Take the lines from the one containing "Outline every instance of the chimney" through the final line below and restate them exactly. Omit the pictures.
::: Supplied records
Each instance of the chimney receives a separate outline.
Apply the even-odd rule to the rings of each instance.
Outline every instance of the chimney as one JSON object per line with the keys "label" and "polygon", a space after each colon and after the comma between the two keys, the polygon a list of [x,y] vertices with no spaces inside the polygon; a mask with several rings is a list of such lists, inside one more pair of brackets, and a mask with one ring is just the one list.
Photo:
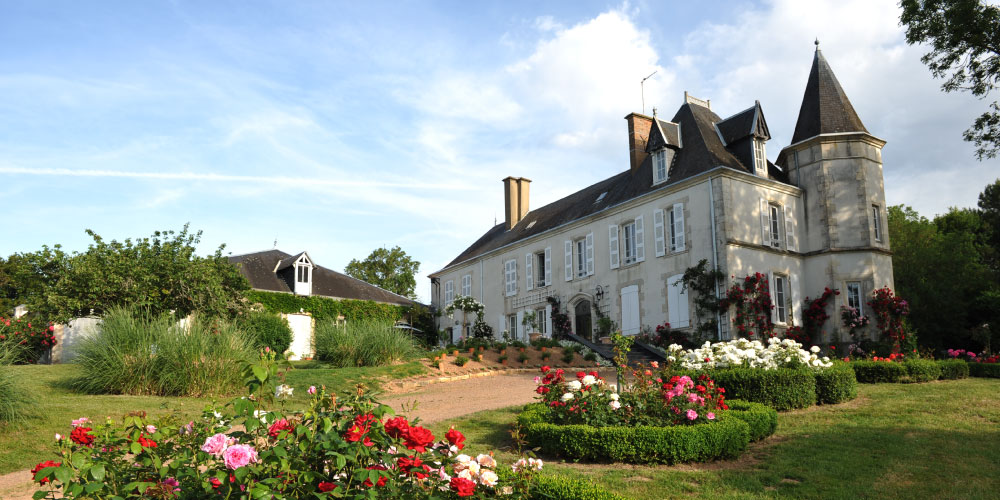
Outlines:
{"label": "chimney", "polygon": [[653,126],[653,118],[639,113],[630,113],[625,117],[628,122],[628,158],[629,166],[634,175],[642,162],[649,156],[646,153],[646,142],[649,141],[649,129]]}
{"label": "chimney", "polygon": [[508,231],[528,215],[530,184],[531,179],[524,177],[507,177],[503,180],[504,216]]}

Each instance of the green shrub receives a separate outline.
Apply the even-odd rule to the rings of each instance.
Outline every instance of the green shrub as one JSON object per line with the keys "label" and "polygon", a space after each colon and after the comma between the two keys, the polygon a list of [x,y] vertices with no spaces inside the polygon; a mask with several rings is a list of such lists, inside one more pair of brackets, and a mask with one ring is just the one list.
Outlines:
::::::
**Task output:**
Outline every instance of the chimney as one JSON object per line with the keys "label" and "polygon", a space after each colon and after the comma between the two keys, the polygon a list of [x,y] vertices with no spaces inside the polygon; a mask with several rings is a list of such lists, inside one more pair of brackets, and a mask with one ring is just the one list.
Photo:
Outlines:
{"label": "chimney", "polygon": [[653,126],[653,118],[639,113],[630,113],[625,117],[628,122],[628,158],[629,166],[634,175],[642,162],[649,156],[646,153],[646,142],[649,141],[649,129]]}
{"label": "chimney", "polygon": [[508,231],[528,215],[530,184],[531,179],[524,177],[507,177],[503,180],[504,216]]}

Each instance of the green shrub receives a separate outline.
Apply the even-odd rule to the rings of each instance.
Outline every instance of the green shrub as one JSON object per line with the keys "label" and "polygon", a space after each colon and after the comma between the two keys, the polygon a list of [x,y] vertices with no spaces inside the polygon; a mask with several rings is a list of such lists, inside one more pair of brackets, and a mask with one ring is just the one list.
Outlines:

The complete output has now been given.